>> Start Input data

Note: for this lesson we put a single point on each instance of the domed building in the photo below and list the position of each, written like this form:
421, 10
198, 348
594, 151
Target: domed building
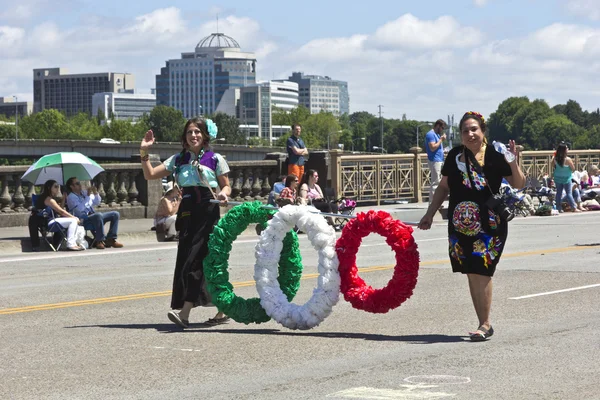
196, 82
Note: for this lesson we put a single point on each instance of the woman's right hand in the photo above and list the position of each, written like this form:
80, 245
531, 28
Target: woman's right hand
148, 140
426, 222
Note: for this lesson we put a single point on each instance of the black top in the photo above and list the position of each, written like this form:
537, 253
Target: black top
473, 188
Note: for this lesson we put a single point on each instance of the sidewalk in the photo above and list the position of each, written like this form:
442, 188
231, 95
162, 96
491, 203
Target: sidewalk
137, 231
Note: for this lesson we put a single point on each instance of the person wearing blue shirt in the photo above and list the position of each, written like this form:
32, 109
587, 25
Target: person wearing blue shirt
435, 154
296, 150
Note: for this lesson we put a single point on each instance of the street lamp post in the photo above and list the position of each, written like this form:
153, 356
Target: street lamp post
329, 135
16, 118
355, 139
418, 126
246, 124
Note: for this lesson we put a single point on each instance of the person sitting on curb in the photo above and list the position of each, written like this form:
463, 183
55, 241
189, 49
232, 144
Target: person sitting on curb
166, 214
81, 203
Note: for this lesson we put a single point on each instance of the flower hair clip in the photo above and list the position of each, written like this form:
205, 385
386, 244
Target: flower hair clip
212, 128
475, 113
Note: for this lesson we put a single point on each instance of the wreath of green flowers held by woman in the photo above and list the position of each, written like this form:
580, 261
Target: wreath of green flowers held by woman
216, 264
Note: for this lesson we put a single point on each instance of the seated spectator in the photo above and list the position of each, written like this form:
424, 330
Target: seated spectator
288, 194
66, 220
166, 214
584, 179
594, 180
277, 188
311, 193
81, 203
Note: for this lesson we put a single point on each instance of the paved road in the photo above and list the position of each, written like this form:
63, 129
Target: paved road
93, 325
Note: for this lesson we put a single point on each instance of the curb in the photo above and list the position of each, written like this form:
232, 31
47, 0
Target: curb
22, 245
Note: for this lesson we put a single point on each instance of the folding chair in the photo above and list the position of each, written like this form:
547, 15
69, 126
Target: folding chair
345, 206
55, 235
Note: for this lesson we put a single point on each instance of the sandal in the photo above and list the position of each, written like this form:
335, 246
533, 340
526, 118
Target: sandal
481, 334
217, 321
177, 320
78, 248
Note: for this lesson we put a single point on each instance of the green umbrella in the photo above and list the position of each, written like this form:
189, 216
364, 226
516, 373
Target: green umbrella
60, 167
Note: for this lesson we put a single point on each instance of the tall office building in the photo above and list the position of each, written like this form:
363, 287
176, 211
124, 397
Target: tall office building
53, 88
123, 106
9, 107
197, 81
254, 106
321, 93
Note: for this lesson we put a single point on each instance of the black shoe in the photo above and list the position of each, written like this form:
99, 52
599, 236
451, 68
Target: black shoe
177, 320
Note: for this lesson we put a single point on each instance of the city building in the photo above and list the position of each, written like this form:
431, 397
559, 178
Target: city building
10, 105
122, 106
321, 93
196, 83
53, 88
254, 105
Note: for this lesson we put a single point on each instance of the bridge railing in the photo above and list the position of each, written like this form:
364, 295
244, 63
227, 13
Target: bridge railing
123, 188
377, 178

>> End Input data

Recast every line of the listing above as a JSON array of strings, one string per line, skipping blank lines. Leave the picture out of the answer.

• _Correct response_:
[
  "Note: for this lesson we put a single point on each instance of the domed building in the photo below and list the position of each, written like this form:",
  "421, 10",
  "198, 348",
  "594, 151",
  "Target: domed building",
  "196, 82",
  "Note: for this lesson we put a single point on each instance of the woman's right hand in the photo above and list the position of each, written like this form:",
  "80, 245",
  "531, 28",
  "Target: woman's right hand",
  "148, 140",
  "426, 222",
  "Note: for this lesson we put a single point on each instance of the black top in the photo above and list the position of each, written like this form:",
  "537, 253",
  "Target: black top",
  "473, 188",
  "Note: for this lesson we put a single point on each instance of the sidewalk in the photo above and list the position of each, written like this form:",
  "442, 188",
  "231, 95",
  "162, 96",
  "491, 203",
  "Target: sidewalk",
  "137, 231",
  "Note: for this lesson we put a single point on each instance of the person wearing blue shirt in the photo above and list the position of each, written like this form:",
  "32, 109",
  "587, 25",
  "Target: person wearing blue shirt",
  "435, 154",
  "296, 150",
  "Note: for this lesson we put a single point on each instance of the street lamp post in the photo above and list the position of each, written like this form:",
  "153, 356",
  "Target: street lamp post",
  "329, 135",
  "16, 118",
  "355, 139",
  "418, 126",
  "246, 124",
  "Note: for this lesson we put a single point on each instance of the person sitting on curb in the photo above and list the position of each, written like this form:",
  "463, 183",
  "55, 241",
  "189, 49",
  "232, 144",
  "Target: person sitting on curb",
  "166, 214",
  "81, 203",
  "Note: for this lesson we put a single point on each instance of the flower hair clip in the photo above and list the position of each, written like this form:",
  "205, 385",
  "386, 244",
  "Target: flower hair clip",
  "212, 128",
  "475, 113",
  "Note: for this lesson we put a single point on each instance of the wreath of green flowers held by woman in the photo above and list the position of each, written like this form:",
  "580, 261",
  "Target: wreath of green flowers held by woman",
  "216, 264",
  "Note: for this lesson we put a single point on each instance of the seated spectator in the photo above and list the position of each, written like this form:",
  "424, 330",
  "Target: seated spectator",
  "288, 194",
  "66, 220",
  "166, 214",
  "584, 179",
  "594, 180",
  "277, 188",
  "311, 193",
  "81, 203",
  "Note: for this lesson we put a single point on each instance of the paved road in the photo above and list the position of each, written like this form:",
  "63, 129",
  "Target: paved road",
  "93, 325",
  "Note: for this lesson we put a single point on each instance of the curb in the photo above and list the position of each, written like this form:",
  "232, 31",
  "47, 0",
  "Target: curb",
  "22, 245",
  "Note: for this lesson we put a single point on each instance of the folding chair in the photo above and list the position of each, written like this form:",
  "547, 15",
  "69, 126",
  "Target: folding chair",
  "345, 206",
  "55, 235",
  "Note: for this lesson we put a single point on each instance of the sandal in the photo above and list the position of each, written like this form:",
  "335, 246",
  "533, 340",
  "526, 118",
  "Target: sandal",
  "481, 334",
  "217, 321",
  "177, 320",
  "78, 248",
  "Note: for this lesson we put a single point on each instance of the green umbrella in the photo above and list the position of each, written like this form:",
  "189, 216",
  "364, 226",
  "516, 373",
  "Target: green umbrella",
  "60, 167",
  "Note: for this lesson we put a single point on each instance of the tall office building in the photo above and list the position of each, written like this form:",
  "363, 287",
  "176, 211",
  "124, 397",
  "Target: tall office building",
  "53, 88",
  "123, 106",
  "9, 107",
  "197, 81",
  "254, 106",
  "321, 93",
  "Note: for this lesson we put a single point on each instance of the black shoe in the photo above and list the position of each, written like this form:",
  "99, 52",
  "599, 236",
  "451, 68",
  "Target: black shoe",
  "177, 320",
  "Note: for this lesson we put a single point on each instance of the city building in the photo above and list the position of each, written like this form:",
  "431, 397",
  "559, 178",
  "Target: city building",
  "10, 105",
  "122, 106",
  "321, 93",
  "196, 83",
  "53, 88",
  "254, 105",
  "Note: for this lesson we put a single point on each instance of the bridge railing in the photo above and list the position of each, written like this form:",
  "364, 295",
  "244, 63",
  "227, 13",
  "Target: bridge railing",
  "123, 188",
  "377, 178"
]